Exactly as written, reproduce the lines from the one that contains "of the distant" through the end of the records.

☆ ☆ ☆ ☆

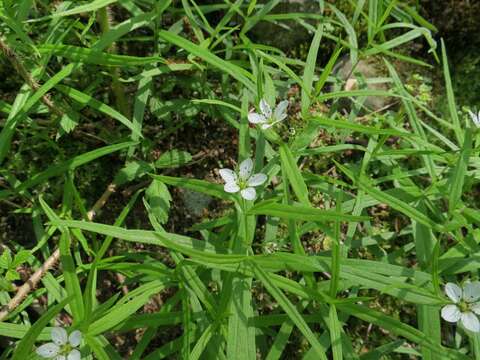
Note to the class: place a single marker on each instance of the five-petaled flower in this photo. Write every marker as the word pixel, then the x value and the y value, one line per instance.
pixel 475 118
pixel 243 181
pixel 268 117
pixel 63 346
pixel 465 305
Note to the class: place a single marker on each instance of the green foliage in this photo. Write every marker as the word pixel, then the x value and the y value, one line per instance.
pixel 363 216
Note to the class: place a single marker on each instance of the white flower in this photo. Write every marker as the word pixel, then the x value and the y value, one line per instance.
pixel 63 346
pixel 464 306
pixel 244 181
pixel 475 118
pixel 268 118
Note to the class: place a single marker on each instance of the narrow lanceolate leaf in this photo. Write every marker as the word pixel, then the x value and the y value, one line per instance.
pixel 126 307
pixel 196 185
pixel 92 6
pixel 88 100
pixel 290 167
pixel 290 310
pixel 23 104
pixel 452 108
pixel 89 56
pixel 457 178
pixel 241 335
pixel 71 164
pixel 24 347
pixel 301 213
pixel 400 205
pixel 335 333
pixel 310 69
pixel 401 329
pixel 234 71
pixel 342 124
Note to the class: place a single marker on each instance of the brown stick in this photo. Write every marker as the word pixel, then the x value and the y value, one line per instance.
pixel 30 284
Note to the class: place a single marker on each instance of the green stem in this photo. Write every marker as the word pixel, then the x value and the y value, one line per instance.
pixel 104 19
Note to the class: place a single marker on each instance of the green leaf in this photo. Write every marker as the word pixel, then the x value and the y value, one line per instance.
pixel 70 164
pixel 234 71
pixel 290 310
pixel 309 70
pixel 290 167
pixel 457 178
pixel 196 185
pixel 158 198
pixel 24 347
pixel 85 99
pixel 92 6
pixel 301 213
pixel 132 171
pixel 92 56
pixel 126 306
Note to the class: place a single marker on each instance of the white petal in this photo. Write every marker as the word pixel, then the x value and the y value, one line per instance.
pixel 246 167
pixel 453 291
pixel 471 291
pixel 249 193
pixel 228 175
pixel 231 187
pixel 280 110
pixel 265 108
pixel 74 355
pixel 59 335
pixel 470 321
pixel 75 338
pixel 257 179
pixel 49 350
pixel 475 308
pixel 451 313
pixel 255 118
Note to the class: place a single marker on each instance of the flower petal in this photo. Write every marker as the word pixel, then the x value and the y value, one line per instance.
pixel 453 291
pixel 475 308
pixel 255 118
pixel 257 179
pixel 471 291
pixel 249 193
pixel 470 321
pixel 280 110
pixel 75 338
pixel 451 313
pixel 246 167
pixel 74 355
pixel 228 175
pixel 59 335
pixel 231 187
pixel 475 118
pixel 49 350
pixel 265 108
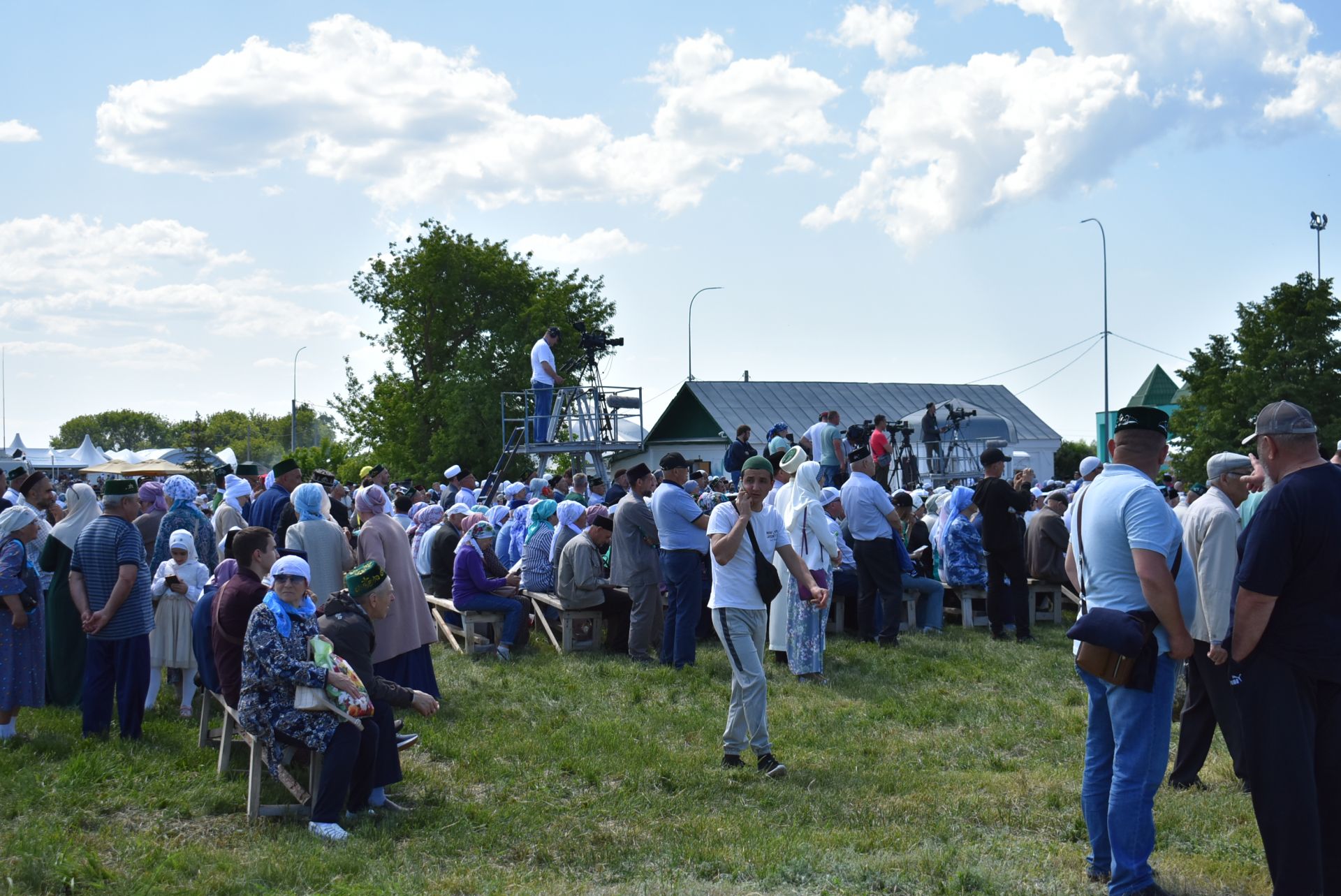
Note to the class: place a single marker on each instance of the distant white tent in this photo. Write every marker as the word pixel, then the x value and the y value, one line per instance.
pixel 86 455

☆ ☆ ☆ ☆

▸ **Response below**:
Note to the class: place a single marker on each instance of the distant white tent in this photo. Write every marker as the word pixel, then the x value and the y value, one line per instance.
pixel 86 455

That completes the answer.